■ EXERCISE DESCRIPTION ■
Every word of every entry must be retyped exactly.

━━━ INFORMATION SHOWN

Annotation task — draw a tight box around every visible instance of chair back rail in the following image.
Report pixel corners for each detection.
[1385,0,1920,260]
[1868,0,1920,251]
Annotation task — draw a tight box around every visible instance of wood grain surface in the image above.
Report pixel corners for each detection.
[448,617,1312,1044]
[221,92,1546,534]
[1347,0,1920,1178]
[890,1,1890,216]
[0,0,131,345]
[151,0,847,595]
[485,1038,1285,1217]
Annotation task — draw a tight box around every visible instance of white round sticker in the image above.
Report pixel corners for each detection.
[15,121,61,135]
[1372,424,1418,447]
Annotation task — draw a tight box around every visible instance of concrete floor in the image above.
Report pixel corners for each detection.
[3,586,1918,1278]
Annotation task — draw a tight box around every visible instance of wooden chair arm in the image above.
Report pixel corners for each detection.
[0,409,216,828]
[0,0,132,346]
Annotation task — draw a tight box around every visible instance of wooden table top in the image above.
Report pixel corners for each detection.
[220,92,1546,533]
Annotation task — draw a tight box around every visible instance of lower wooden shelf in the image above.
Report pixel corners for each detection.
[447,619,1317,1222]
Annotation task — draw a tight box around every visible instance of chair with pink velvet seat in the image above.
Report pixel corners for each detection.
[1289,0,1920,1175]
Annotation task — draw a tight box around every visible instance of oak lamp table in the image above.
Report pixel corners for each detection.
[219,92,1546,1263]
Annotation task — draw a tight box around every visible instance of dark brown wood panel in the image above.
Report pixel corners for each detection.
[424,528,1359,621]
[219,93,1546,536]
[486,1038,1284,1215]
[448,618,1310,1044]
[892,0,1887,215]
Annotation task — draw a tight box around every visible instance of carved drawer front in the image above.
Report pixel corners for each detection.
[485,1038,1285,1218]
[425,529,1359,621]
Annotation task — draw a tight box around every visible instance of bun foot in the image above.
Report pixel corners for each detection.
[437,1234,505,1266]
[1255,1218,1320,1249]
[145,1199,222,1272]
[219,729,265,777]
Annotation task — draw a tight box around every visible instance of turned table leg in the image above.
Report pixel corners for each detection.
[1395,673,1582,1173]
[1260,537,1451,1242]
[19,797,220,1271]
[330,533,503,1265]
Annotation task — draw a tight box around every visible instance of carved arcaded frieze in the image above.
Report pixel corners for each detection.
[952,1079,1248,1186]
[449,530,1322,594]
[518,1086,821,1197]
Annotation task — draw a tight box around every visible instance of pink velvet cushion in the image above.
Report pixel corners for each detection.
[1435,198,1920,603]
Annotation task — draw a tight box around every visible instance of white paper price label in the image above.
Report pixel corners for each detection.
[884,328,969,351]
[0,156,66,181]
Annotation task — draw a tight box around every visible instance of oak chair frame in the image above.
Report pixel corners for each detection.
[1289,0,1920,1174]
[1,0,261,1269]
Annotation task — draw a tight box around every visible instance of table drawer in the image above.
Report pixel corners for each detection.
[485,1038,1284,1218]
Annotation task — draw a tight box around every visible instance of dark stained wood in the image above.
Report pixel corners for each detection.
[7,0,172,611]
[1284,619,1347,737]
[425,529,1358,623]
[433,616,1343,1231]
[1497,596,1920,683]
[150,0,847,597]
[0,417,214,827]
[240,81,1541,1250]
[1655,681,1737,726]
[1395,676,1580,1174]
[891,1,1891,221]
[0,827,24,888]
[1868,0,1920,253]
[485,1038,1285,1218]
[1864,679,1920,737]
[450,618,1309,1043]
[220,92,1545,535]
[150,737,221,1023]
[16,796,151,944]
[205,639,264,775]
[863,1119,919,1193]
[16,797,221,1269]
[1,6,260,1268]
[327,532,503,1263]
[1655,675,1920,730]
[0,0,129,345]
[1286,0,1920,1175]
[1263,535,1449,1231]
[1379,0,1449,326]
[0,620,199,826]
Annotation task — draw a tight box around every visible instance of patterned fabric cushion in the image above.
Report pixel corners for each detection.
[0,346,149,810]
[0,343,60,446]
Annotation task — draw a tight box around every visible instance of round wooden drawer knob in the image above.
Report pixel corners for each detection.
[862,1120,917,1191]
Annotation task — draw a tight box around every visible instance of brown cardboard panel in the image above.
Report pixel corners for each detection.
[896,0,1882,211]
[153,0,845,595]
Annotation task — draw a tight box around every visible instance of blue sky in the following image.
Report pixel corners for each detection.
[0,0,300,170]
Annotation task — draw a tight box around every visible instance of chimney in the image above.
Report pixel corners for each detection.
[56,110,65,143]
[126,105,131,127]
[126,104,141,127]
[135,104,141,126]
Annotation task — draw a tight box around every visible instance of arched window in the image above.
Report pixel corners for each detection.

━━━━━━

■ EXERCISE OUTPUT ■
Annotation task — draw a tight box around every visible instance of chair back rail in the following image.
Report pixel corners for each detection.
[1385,0,1920,260]
[1868,0,1920,251]
Annotation task — draw a tight box around every visible instance of wood grain surface in the image above.
Report pixel corners for each detection.
[448,617,1312,1044]
[221,92,1546,534]
[1347,0,1920,1178]
[890,1,1890,216]
[0,0,131,345]
[151,0,847,595]
[485,1038,1285,1217]
Annotation task — draw a tight box around every visible instance of white round sticker in the image above.
Report pixel corners for each detection.
[15,121,61,135]
[1372,424,1418,447]
Annotation task — draw a tight box around every visible instance of concrete floor in the image above.
Report pixel corners for each detection.
[3,586,1918,1278]
Annotation task — draw a tight box around every visible instance of wooden chair arm in the image above.
Report pixel corners for each detection.
[0,409,216,828]
[0,0,132,346]
Annotation task — draw a tight box around every visible instance of wooden table top in the image above.
Report pixel corners for each detection.
[220,92,1546,533]
Annotation task — draw a tight box around every visible instance of lower wooden shelf in the image above.
Report pixel corners for each detection.
[447,619,1317,1222]
Annotation task — draw a tight box around every visible instance of chair with pink velvet seat in the image above.
Report pixel corners for each detection.
[1289,0,1920,1175]
Annotation task — draw a tight box around every visible instance of oak lamp table in the image above.
Report pixel corners for each detection.
[219,92,1546,1263]
Annotation task — draw a tight box around every visible instance of dark brown wood panel in the image above.
Report pixel corners for each detection.
[424,528,1359,621]
[219,93,1546,536]
[486,1038,1284,1215]
[448,618,1310,1044]
[892,0,1887,215]
Annotation task — draw a tight box around every visible instance of carved drawer front in the image above.
Report pixel corners for each detection.
[485,1038,1285,1218]
[425,529,1359,621]
Annotation task — draw a tight box around every visible instance of bun foot in the image above.
Report pixel corners for each detection.
[437,1234,505,1266]
[1255,1218,1320,1249]
[145,1199,222,1272]
[219,729,265,777]
Annotation task — draw a tight box around every visible instance of turned table leg in the image above.
Report pixel corners for each detection.
[1395,673,1582,1173]
[1260,537,1451,1242]
[19,797,220,1271]
[330,533,503,1265]
Annotation task — draw a tight box around every visible instance of carved arcaded frieze in the image above.
Report pixel corners for each detection.
[952,1079,1248,1186]
[449,530,1322,594]
[518,1086,821,1197]
Annotation task — draw a tight box around every visible instance of pink velvet cushion in the image above.
Report pixel corners for each detection.
[1435,198,1920,603]
Annotation task — draw a tight box around every visible instance of white paper price label in the image above.
Report pixel corners for each detection.
[884,328,969,351]
[0,156,66,181]
Annotation task — draw a tight box around every visible instance of oak chair frame in the image above.
Report pixel corners for each detection.
[1289,0,1920,1174]
[1,0,261,1269]
Annotation task — draw a tight box around every visible instance of table drawer in the image above.
Report pixel corners for each detection.
[485,1038,1284,1218]
Annotation task — draw a tight box around every visible instance of dark stained wood in the image above.
Report pixel corners for each detection.
[7,0,172,611]
[1284,619,1347,737]
[425,529,1358,623]
[433,616,1343,1231]
[1497,596,1920,683]
[150,0,847,597]
[0,417,214,827]
[240,81,1541,1250]
[1655,681,1737,726]
[1395,676,1580,1174]
[891,1,1891,221]
[0,827,24,888]
[1868,0,1920,253]
[485,1038,1285,1218]
[1864,679,1920,737]
[450,618,1309,1043]
[220,92,1545,535]
[150,737,221,1023]
[16,796,151,944]
[205,639,264,775]
[863,1119,919,1193]
[16,797,221,1269]
[1,6,260,1268]
[327,532,503,1263]
[1655,675,1920,730]
[0,0,129,345]
[1286,0,1920,1175]
[1263,535,1449,1231]
[1379,0,1449,326]
[0,620,199,826]
Annotation task — draw a tight box around every visible instance of patterned fabric cushion in the image above.
Report pixel corners for each detection.
[0,346,149,810]
[0,343,60,446]
Annotation task — draw a tight box around every visible instance of round wooden drawer knob in the image above.
Report pixel corners for each detection.
[862,1120,917,1191]
Annotation task — draw a tight box around every visible instance of brown cardboard panel in the image above.
Report pixel corners for each detection.
[896,0,1882,211]
[153,0,845,595]
Annotation task — draw a tight box around every visible instance of blue sky in the following image.
Report pixel corners for each detection.
[0,0,300,170]
Annotation task — draw a tight box around every visible instance of chimney in the image above.
Report pixel corners for each detection.
[56,110,65,143]
[126,105,131,127]
[126,104,141,127]
[135,104,141,126]
Annotation task — draw a tight box around every visible instance of arched window in the image above.
Report pixel corners for each detection.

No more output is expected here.